→ **TEXTE FOURNI**
- - - - - - -
Mediator

Un crime chimiquement pur
Irène Frachon et Eric Giacometti
François Duprat
Delcourt
2023
Album broché de 200 pages au format 20,5×26,5 cm

C’est un album coup de poing qui revient sur le scandale du médicament Mediator qui tua des milliers de personnes, sur le combat du Dr Frachon, lanceuse d’alerte, confrontée à un laboratoire pharmaceutique prêt à tout pour étouffer l’affaire, sur notre système de prévention de la santé de l’époque qui égrainait les scandales (sang contaminé, hormone de croissance, amiante, Isoméride, chlordécone, prothèses mammaires PIP…).
1994, retour sur l’Isoméride, précédent coupe-faim du laboratoire, le Dr Frachon est interne dans le service à l’origine du lien entre Isoméride et HTAP (HyperTension Artérielle Pulmonaire) responsable de décès par risques pulmonaires gravissimes.
Son équivalant américain (Redux) sera interdit en septembre 1997 un an après sa commercialisation, puis immédiatement retiré en France.
Antibes 2004, Pascale meurt subitement la nuit d’une insuffisance cardiaque aigue à 51 ans. Début d’une longue série d’hypertension artérielle pulmonaire (HTAP). Dans le service du Dr Irène Frachon, celle-ci développe peu à peu des soupçons sur le Médiator, dérivé comme l’Isoméride de l’amphétamine. En 2007 le Dr Frachon établit le lien chimique entre Isoméride et Mediator.
2008, 300 000 français prennent du Mediator. Le Dr Irène Frachon réalise alors un travail de fourmi dans les archives de l’hôpital de Brest. Par extrapolation elle craint des milliers de décès par Mediator. Irène poursuit son travail fastidieux de recherches de preuves, les accumule peu à peu. Enfin fin 2009, l’Agence du médicament face aux preuves retire le Mediator du marché dans la plus grande discrétion.
- - - - - - -
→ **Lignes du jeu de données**

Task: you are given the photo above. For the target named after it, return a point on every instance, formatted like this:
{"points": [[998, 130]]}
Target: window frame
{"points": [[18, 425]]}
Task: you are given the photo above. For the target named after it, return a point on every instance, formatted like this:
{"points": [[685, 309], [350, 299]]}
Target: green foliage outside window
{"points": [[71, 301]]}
- - - - - - -
→ **TÂCHES À RÉALISER**
(a) D'après le texte sur Mediator, en quelle année le Dr Frachon établit-elle le lien chimique entre Isoméride et Mediator ?
(b) Recopiez sans rien changer un passage du texte sur Mediator, en commençant aux mots « Antibes 2004, Pascale » et en vous arrêtant après « Isoméride et Mediator. ».
Ces lignes forment un ensemble à part, sans lien avec le texte.

→ **RÉSULTATS DANS L'ORDRE**
(a) En 2007.

(b)
Antibes 2004, Pascale meurt subitement la nuit d’une insuffisance cardiaque aigue à 51 ans. Début d’une longue série d’hypertension artérielle pulmonaire (HTAP). Dans le service du Dr Irène Frachon, celle-ci développe peu à peu des soupçons sur le Médiator, dérivé comme l’Isoméride de l’amphétamine. En 2007 le Dr Frachon établit le lien chimique entre Isoméride et Mediator.